**DIRECTIONS FOR THIS TASK**
The response should consist of the data reproduced word for word.

*** Block opens ***

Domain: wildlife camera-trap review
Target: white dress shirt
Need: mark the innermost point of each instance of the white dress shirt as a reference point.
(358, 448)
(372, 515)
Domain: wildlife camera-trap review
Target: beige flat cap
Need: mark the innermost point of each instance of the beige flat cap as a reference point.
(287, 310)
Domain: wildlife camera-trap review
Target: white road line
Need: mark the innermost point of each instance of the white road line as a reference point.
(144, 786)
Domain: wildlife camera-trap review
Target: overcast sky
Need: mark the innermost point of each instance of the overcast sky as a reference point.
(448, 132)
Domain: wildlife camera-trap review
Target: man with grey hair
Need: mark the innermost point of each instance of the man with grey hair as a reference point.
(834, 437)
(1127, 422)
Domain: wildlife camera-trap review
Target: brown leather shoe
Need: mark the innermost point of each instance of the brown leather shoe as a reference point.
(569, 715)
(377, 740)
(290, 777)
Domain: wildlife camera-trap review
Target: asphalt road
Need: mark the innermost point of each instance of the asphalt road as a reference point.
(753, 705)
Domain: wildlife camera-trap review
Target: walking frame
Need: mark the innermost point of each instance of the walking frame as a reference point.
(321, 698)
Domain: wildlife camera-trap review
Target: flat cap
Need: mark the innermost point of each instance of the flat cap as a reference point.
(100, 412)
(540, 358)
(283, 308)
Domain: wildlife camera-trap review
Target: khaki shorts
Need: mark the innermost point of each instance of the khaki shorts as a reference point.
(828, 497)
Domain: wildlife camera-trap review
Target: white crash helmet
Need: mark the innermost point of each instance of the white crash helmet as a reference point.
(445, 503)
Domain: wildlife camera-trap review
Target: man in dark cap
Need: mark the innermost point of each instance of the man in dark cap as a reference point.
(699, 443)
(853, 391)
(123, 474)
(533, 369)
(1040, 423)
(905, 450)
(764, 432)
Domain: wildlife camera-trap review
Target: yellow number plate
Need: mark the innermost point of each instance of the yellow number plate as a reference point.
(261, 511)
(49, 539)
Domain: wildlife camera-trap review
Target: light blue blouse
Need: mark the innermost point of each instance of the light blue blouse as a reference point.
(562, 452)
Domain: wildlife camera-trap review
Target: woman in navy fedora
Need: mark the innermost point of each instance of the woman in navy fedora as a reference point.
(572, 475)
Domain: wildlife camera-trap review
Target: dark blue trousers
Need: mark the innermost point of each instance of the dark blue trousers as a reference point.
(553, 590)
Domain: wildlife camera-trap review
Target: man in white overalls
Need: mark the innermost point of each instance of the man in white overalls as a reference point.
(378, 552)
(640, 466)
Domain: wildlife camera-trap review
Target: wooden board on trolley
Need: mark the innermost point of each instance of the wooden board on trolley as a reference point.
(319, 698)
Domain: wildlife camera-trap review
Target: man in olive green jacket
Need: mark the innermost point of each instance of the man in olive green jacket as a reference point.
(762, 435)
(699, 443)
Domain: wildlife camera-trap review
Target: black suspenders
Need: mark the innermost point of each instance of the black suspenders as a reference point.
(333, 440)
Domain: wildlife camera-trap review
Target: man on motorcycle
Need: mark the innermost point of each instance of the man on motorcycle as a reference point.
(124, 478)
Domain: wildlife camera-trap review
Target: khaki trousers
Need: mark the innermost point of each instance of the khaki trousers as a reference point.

*** Block closes ***

**ANSWER FOR THIS EXERCISE**
Domain: wildlife camera-trap review
Target: white dress shirt
Need: mark the innermost point of each instance of the white dress shirt as a reference point.
(358, 448)
(372, 515)
Domain: wildlife camera-trap review
Target: beige flat cap
Need: mark the innermost point of each instance of the beige flat cap as a reference point.
(287, 310)
Domain: wildlife camera-trap review
Target: white road line
Need: mark the innermost point of each instance of the white road line as a reference point.
(144, 786)
Domain: wildlife camera-trap review
Target: overcast sky
Need: mark the innermost point of each instance of the overcast sky as a reference point.
(448, 132)
Domain: wildlife camera-trap review
Target: man with grey hair
Need: mark the innermost point of each instance of the man with grey hair as a reference point.
(834, 437)
(1127, 422)
Domain: wildlife camera-trap review
Target: brown leather shoe
Need: mark the innermost point of each instance of the brown leather shoe as a reference point.
(569, 715)
(377, 740)
(290, 777)
Domain: wildlife camera-trap review
Target: asphalt road
Need: mark the innermost point of each instance of the asphalt road as a reference point.
(753, 705)
Domain: wildlife camera-trap review
Target: walking frame
Need: mark the innermost point of each instance of the walking frame as a reference point.
(321, 698)
Domain: wildlife camera-trap review
Target: flat cap
Need: mark the innermost point of each instance of the flat cap as a reference point.
(100, 412)
(540, 358)
(283, 308)
Domain: wildlife camera-trap review
Target: khaki shorts
Need: mark the innermost point of each instance of the khaki shorts as a reference point.
(828, 497)
Domain: wildlife camera-trap review
Target: white crash helmet
Need: mark the innermost point of each instance of the white crash helmet as a reference point.
(445, 503)
Domain: wildlife camera-trap review
Target: man in dark cap
Need: mark the innermost point of each instance of the man in dark cap as a reference point.
(699, 443)
(853, 391)
(123, 474)
(533, 369)
(1040, 423)
(905, 450)
(764, 432)
Domain: wildlife camera-trap review
Target: yellow number plate
Need: mark the innermost point of each instance of the yellow number plate as a reference point.
(261, 511)
(49, 539)
Domain: wildlife camera-trap review
Target: light blue blouse
Need: mark the innermost point of each instance of the light blue blouse as a reference point.
(562, 452)
Domain: wildlife camera-trap review
Target: woman in navy fedora
Need: mark the innermost point of each instance of the woman in navy fedora as a reference point.
(572, 475)
Domain: wildlife camera-trap review
Target: dark blue trousers
Need: mark the innermost point of each instance of the dark blue trousers as a reference point.
(553, 590)
Domain: wildlife camera-trap review
Target: man in white overalls
Need: mark the innermost point of each instance of the man in white overalls as a reference point.
(378, 552)
(640, 466)
Domain: wildlife camera-trap review
Target: wooden board on trolley
Need: mark the innermost point of each instance of the wooden board on trolley as a reference point.
(319, 698)
Domain: wildlife camera-trap review
Target: man in olive green jacket
Need: mark the innermost point of each instance of the man in olive green jacket as a reference point.
(762, 435)
(699, 443)
Domain: wildlife camera-trap review
Target: black suspenders
Need: mark the innermost point of each instance of the black suspenders as a reference point.
(333, 440)
Domain: wildlife camera-trap review
Target: man on motorcycle
Need: mark the innermost point of each instance of the man on motorcycle as a reference point.
(124, 478)
Domain: wildlife camera-trap review
Target: khaki trousers
Need: mark the innermost point of each instance of the khaki trousers as a reference point.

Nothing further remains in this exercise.